Extrahierter Text
====================

Verkatert, im Halbschlaf und von den Geschehnissen der letzten Nacht durch Wunden an Kopf und Schienbein sichtlich gezeichnet, greift Dorfrichter Adam (Jan Bernhardt) zielsicher nach der Weinflasche und stellt erstaunt fest: „Zum Straucheln braucht’s doch nichts, als Füße. Auf diesem glatten Boden, ist ein Strauch hier? Gestrauchelt bin ich hier; denn jeder trägt den leidgen Stein zum Anstoß in sich selbst.“ Einmal ins Rollen gebracht, nimmt dieser in Heinrich von Kleists bekanntester Komödie Der zerbrochne Krug unaufhaltsam seinen Lauf.
Ein unangekündigter Inspektionsbesuch des Gerichtsrats Walter in Huisum reißt Adam abrupt aus seiner Unbekümmertheit. Um sich ein Bild des hiesigen Gerichts machen zu können, drängt dieser ihn umgehend, den Amtstag zu eröffnen. Unter großem Geschrei und Pöbeleien betreten beide Parteien, Klägerin Marthe Rull (Gabriele M. Püttner) und ihre Tochter Eve (Marta Dittrich), sowie die Angeklagten Ruprecht Tümpel (Christian Holm), Eves Verlobter, samt Vater Veit (Lutz Jesse), die Gerichtsstube. Gegenstand der Verhandlung ist Marthes altehrwürdiger, reich verzierter und über Generationen hinweg vermachter Krug, der nach dem nächtlichen Besuch eines noch Unbekannten in Eves Zimmer zu Bruch ging. Aus Anstand und Sorge um ihren Verlobten verweigert sie jedoch eine klare Aussage und initiiert so ein heilloses Durcheinander aus Anschuldigungen und Unschuldsbeteuerungen, in dem Adam, wie die Namenskonstellationen bereits vermuten lassen, mehr als nur Richter ist.

====================

Datensatzeinträge
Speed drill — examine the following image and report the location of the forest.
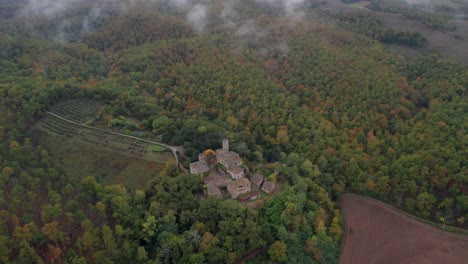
[0,0,468,263]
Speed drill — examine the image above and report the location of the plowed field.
[340,195,468,264]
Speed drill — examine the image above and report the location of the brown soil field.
[340,195,468,264]
[319,0,468,64]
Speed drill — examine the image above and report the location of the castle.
[190,139,274,201]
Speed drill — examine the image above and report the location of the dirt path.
[340,195,468,264]
[46,111,188,173]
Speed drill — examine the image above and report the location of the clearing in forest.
[340,195,468,264]
[34,100,174,188]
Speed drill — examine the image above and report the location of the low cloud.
[187,4,208,32]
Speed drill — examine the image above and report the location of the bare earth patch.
[340,195,468,264]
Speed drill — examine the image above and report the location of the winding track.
[46,111,188,172]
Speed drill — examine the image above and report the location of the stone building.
[262,181,275,194]
[227,178,252,199]
[250,173,264,188]
[227,166,245,180]
[190,161,210,175]
[206,183,223,198]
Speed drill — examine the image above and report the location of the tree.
[268,240,288,263]
[416,192,436,217]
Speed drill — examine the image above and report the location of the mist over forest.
[0,0,468,264]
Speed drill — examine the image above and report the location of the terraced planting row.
[49,99,104,123]
[39,115,154,159]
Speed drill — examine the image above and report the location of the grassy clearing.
[50,99,104,123]
[148,145,168,152]
[34,116,173,189]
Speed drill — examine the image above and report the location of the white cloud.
[187,4,208,32]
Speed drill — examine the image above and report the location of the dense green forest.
[0,0,468,263]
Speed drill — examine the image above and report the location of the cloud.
[256,0,306,17]
[187,4,208,32]
[20,0,76,17]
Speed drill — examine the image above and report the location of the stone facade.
[227,178,252,199]
[227,166,245,180]
[262,181,276,194]
[206,183,223,198]
[250,173,264,188]
[190,161,210,175]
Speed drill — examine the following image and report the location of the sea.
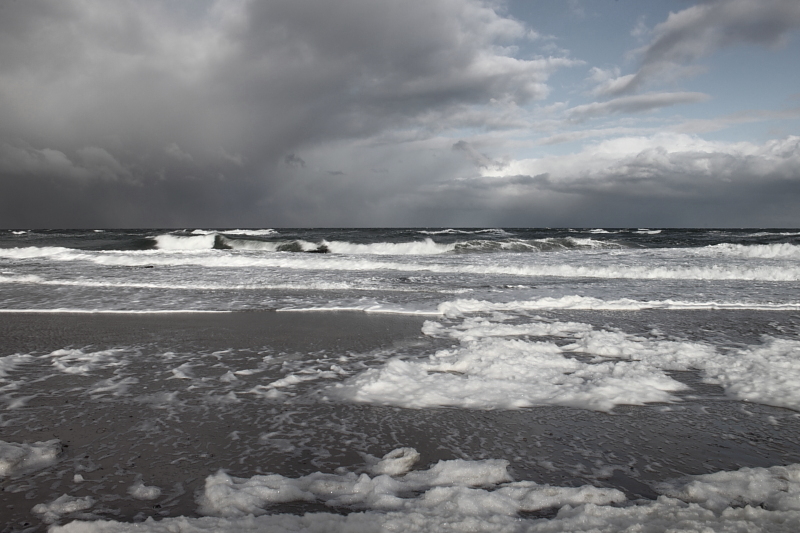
[0,228,800,532]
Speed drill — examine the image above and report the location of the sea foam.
[50,454,800,533]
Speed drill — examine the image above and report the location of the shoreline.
[0,312,800,531]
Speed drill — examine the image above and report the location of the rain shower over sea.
[0,228,800,532]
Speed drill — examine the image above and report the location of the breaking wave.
[697,243,800,259]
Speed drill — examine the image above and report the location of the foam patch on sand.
[31,494,94,524]
[0,439,61,477]
[50,454,800,533]
[328,309,800,411]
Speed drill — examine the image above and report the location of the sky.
[0,0,800,228]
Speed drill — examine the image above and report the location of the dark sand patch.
[0,312,800,532]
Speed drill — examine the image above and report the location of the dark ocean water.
[0,228,800,531]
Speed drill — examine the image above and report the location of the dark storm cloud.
[597,0,800,95]
[567,92,709,122]
[429,134,800,227]
[0,0,572,226]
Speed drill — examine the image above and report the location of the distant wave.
[697,243,800,259]
[154,230,623,255]
[155,230,217,250]
[417,228,511,235]
[438,295,800,317]
[0,245,800,282]
[0,307,233,315]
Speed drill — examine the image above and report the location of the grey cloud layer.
[0,0,800,227]
[0,0,574,226]
[597,0,800,95]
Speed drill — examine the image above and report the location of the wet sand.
[0,312,800,532]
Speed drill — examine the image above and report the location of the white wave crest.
[6,244,800,282]
[219,229,278,237]
[417,228,511,235]
[699,243,800,259]
[322,238,456,255]
[438,295,800,317]
[155,233,216,250]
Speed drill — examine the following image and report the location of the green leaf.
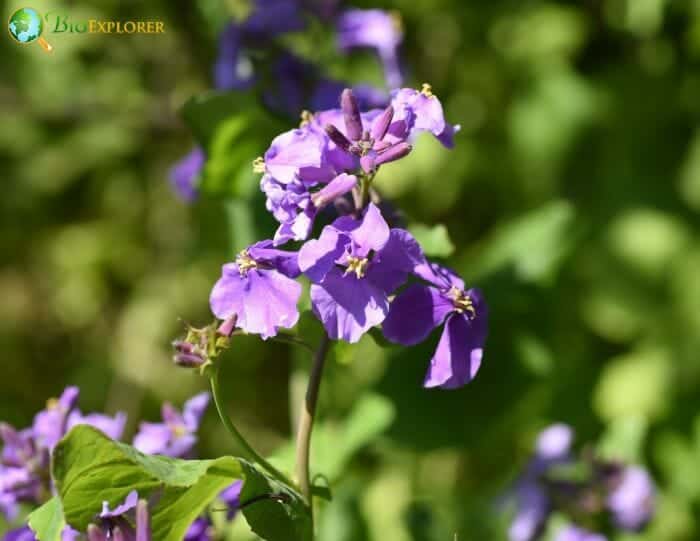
[52,425,243,541]
[408,223,455,257]
[29,496,66,541]
[240,460,313,541]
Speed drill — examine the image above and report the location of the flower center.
[236,250,258,276]
[253,156,265,173]
[447,286,476,319]
[299,109,314,128]
[345,256,369,280]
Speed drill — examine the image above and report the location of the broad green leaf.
[408,223,455,257]
[52,425,243,541]
[240,460,313,541]
[29,496,66,541]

====================

Aufgabenbeschreibung
Welche Darstellerin verkörpert laut dem extrahierten Text die Klägerin Marthe Rull? Die Datensätze stammen aus einer anderen Quelle als der Text.

Lösung
Gabriele M. Püttner